* Reading passage:
--- Start ---
Skip to content

Modern Embedded C++ Tutorial: Common Compiler Flags Guide

In real-world embedded development, every single byte of Flash and RAM is truly saved by the developer. Although C++ carries the stigma of being a "heavyweight language," we can precisely trim runtime overhead through proper compiler flag configuration, achieving performance and size that even surpass hand-written C code. (I believe everyone has already seen this in Chapter 0.)


0 Some Basics

Language Standard Control: -std=

This is the most direct way to define the "modernity" of a project.

  • Flag format: -std=c++11, -std=c++14, -std=c++17, -std=c++20.
  • GNU extension version: gnu++17. Compared to the standard c++17, it allows the use of some GCC-specific non-standard extensions (such as special inline assembly syntax). In low-level embedded development, we sometimes have to use the gnu++ version.
--- End ---
* Extracted entries:
--- Start ---
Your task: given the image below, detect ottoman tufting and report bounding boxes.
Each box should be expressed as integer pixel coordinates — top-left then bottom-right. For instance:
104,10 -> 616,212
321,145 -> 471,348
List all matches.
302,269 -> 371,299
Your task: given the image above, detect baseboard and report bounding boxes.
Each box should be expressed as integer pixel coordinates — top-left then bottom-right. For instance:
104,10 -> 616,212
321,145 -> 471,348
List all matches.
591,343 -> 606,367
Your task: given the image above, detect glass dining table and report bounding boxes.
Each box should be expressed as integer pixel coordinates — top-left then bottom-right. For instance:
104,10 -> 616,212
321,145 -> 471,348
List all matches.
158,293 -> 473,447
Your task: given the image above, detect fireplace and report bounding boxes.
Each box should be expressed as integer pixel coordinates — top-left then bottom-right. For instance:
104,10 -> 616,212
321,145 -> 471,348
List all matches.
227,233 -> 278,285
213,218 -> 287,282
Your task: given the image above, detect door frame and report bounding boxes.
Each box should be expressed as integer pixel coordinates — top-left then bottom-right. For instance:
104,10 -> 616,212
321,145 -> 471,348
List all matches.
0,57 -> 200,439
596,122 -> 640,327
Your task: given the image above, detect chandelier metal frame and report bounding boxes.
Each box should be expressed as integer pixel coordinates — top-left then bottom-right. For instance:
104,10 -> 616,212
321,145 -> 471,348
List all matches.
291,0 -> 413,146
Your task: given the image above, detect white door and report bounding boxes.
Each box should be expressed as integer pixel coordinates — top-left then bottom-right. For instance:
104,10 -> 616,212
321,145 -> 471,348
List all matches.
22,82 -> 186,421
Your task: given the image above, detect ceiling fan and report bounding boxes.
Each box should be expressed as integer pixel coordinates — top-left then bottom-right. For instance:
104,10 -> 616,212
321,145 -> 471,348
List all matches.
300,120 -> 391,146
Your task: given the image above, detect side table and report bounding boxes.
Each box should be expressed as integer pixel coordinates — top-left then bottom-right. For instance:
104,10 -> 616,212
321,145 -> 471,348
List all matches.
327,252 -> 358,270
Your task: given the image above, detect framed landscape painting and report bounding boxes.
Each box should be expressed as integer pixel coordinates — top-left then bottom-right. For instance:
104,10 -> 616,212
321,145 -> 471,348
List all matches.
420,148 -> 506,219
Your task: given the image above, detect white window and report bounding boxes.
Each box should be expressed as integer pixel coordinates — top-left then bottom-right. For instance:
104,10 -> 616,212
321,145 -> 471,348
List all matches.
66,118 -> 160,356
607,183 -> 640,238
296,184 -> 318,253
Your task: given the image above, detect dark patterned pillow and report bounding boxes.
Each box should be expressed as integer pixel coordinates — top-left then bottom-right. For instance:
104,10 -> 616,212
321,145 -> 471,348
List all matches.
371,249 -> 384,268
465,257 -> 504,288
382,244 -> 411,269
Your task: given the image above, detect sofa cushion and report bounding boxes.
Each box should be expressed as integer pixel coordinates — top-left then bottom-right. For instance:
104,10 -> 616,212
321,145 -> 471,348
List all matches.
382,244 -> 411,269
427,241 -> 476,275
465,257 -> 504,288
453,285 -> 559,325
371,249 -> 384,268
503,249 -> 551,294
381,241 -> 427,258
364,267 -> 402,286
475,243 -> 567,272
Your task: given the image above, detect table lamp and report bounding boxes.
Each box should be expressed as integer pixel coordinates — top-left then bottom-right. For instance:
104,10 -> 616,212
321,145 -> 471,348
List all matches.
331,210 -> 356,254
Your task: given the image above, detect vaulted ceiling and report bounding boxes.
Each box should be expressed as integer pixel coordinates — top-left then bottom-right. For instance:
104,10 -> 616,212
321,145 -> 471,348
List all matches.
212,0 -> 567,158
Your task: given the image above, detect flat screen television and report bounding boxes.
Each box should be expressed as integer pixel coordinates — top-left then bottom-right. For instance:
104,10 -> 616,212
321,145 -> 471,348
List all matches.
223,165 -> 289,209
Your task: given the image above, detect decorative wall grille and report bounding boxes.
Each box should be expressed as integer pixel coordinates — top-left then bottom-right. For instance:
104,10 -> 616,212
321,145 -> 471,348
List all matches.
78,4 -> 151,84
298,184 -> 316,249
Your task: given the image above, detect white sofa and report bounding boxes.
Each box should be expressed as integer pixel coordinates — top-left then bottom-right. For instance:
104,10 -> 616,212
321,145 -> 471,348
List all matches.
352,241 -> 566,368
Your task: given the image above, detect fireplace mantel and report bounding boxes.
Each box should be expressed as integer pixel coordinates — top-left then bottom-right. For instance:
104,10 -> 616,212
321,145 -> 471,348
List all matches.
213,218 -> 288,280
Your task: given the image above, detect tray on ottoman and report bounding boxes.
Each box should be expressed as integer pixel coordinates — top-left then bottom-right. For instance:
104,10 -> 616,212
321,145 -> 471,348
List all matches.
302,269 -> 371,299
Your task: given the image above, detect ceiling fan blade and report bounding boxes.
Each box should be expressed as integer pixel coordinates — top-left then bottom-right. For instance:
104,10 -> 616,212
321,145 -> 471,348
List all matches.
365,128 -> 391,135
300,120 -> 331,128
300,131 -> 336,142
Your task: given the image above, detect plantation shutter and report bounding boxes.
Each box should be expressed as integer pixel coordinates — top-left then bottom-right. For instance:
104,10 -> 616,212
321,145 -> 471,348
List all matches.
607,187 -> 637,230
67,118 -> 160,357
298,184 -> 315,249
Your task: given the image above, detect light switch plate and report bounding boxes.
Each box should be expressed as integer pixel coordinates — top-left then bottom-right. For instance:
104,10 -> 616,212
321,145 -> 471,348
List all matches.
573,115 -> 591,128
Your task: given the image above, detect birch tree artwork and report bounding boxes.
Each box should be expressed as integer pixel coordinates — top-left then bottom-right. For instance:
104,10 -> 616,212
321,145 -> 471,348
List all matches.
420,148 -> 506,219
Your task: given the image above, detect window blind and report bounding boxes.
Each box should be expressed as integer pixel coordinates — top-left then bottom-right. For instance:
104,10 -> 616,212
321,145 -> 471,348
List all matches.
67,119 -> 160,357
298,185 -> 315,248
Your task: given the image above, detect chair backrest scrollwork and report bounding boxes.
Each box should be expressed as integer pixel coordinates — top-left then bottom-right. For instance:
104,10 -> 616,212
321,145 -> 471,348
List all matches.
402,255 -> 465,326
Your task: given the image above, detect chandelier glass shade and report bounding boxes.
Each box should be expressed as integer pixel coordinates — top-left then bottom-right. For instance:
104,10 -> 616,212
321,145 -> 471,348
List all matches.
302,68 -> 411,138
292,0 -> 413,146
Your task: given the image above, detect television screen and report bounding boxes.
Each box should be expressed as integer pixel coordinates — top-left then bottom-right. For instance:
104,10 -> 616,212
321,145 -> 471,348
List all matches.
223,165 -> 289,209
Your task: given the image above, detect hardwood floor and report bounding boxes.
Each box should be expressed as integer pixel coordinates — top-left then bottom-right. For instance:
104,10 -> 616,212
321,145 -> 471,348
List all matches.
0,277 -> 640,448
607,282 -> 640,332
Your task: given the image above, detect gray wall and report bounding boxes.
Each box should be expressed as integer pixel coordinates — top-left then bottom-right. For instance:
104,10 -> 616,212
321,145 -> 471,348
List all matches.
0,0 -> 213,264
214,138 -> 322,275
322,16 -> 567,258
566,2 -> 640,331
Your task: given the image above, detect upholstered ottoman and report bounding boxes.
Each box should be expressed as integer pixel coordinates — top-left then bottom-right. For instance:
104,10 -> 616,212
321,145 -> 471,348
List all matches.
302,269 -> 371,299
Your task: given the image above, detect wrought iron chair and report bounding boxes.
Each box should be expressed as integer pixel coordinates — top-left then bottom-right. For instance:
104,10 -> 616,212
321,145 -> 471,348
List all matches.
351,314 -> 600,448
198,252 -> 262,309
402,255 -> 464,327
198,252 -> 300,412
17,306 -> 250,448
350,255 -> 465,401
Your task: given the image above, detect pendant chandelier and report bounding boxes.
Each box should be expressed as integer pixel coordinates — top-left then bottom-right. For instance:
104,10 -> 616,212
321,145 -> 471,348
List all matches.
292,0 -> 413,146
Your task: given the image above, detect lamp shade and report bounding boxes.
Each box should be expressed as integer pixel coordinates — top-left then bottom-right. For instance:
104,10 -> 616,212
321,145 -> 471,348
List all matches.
--- End ---
* Written problem 1: Translate this sentence from the compiler flags guide into Spanish: "In low-level embedded development, we sometimes have to use the gnu++ version."
* Written problem 2: Repeat word for word the stretch of the compiler flags guide from "In real-world embedded" through "in Chapter 0.)".
The records are taken from a separate source.

* Complete output 1: En el desarrollo embebido de bajo nivel, a veces tenemos que usar la versión gnu++.

* Complete output 2:
In real-world embedded development, every single byte of Flash and RAM is truly saved by the developer. Although C++ carries the stigma of being a "heavyweight language," we can precisely trim runtime overhead through proper compiler flag configuration, achieving performance and size that even surpass hand-written C code. (I believe everyone has already seen this in Chapter 0.)